BRIEF =>
Examine the records and identify each line that includes the string "white". Copy those lines.

DATA FOR THE TASK =>
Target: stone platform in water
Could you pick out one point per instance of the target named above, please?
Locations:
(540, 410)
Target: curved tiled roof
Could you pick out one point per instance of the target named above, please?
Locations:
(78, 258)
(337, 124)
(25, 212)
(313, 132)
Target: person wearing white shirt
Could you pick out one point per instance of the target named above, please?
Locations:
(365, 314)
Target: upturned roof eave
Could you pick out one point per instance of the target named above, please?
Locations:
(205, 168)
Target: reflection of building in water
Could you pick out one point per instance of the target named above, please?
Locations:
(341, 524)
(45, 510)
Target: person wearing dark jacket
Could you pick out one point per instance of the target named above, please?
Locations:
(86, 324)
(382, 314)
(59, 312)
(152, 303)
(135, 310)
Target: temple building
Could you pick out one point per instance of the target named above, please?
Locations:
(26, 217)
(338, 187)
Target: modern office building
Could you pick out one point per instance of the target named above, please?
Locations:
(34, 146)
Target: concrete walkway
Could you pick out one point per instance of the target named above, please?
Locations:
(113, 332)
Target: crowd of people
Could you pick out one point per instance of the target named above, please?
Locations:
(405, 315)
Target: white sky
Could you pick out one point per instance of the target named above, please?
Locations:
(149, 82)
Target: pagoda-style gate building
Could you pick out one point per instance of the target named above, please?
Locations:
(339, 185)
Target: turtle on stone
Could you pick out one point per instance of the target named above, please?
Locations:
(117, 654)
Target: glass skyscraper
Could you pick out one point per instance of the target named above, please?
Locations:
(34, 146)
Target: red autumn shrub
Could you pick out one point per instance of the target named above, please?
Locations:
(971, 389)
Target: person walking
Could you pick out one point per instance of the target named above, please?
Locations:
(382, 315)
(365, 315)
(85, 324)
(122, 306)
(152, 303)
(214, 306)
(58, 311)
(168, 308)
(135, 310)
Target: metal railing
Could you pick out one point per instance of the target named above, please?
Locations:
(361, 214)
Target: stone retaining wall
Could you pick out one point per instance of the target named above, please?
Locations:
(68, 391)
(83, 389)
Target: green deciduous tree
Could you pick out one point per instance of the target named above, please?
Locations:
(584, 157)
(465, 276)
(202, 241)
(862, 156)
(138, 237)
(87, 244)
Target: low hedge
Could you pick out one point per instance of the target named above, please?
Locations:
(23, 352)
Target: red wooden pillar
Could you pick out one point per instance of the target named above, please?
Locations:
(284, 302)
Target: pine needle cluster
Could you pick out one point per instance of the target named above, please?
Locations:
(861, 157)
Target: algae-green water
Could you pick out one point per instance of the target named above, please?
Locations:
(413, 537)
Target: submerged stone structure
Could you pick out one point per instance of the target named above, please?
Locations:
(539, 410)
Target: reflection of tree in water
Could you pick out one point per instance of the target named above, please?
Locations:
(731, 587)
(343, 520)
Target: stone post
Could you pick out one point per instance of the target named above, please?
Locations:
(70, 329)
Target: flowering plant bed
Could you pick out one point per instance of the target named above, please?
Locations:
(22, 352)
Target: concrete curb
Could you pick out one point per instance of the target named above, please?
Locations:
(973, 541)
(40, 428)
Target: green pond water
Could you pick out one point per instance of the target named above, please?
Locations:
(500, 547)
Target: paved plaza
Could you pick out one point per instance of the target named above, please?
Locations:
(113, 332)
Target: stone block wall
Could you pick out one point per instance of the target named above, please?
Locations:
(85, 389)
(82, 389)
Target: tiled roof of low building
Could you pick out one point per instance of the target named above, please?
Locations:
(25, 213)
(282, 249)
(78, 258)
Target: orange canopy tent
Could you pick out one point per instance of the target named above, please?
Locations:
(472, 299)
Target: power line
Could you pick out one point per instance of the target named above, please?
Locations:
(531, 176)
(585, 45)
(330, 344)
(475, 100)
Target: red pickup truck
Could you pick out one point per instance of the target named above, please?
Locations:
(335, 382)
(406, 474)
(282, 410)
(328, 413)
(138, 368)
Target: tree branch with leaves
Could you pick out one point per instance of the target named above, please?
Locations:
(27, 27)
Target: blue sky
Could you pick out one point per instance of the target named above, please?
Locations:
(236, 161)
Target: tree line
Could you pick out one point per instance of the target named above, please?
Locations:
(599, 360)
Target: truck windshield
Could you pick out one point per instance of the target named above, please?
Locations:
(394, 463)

PROBLEM SOLUTION =>
Target: person wearing white shirt
Target: white sky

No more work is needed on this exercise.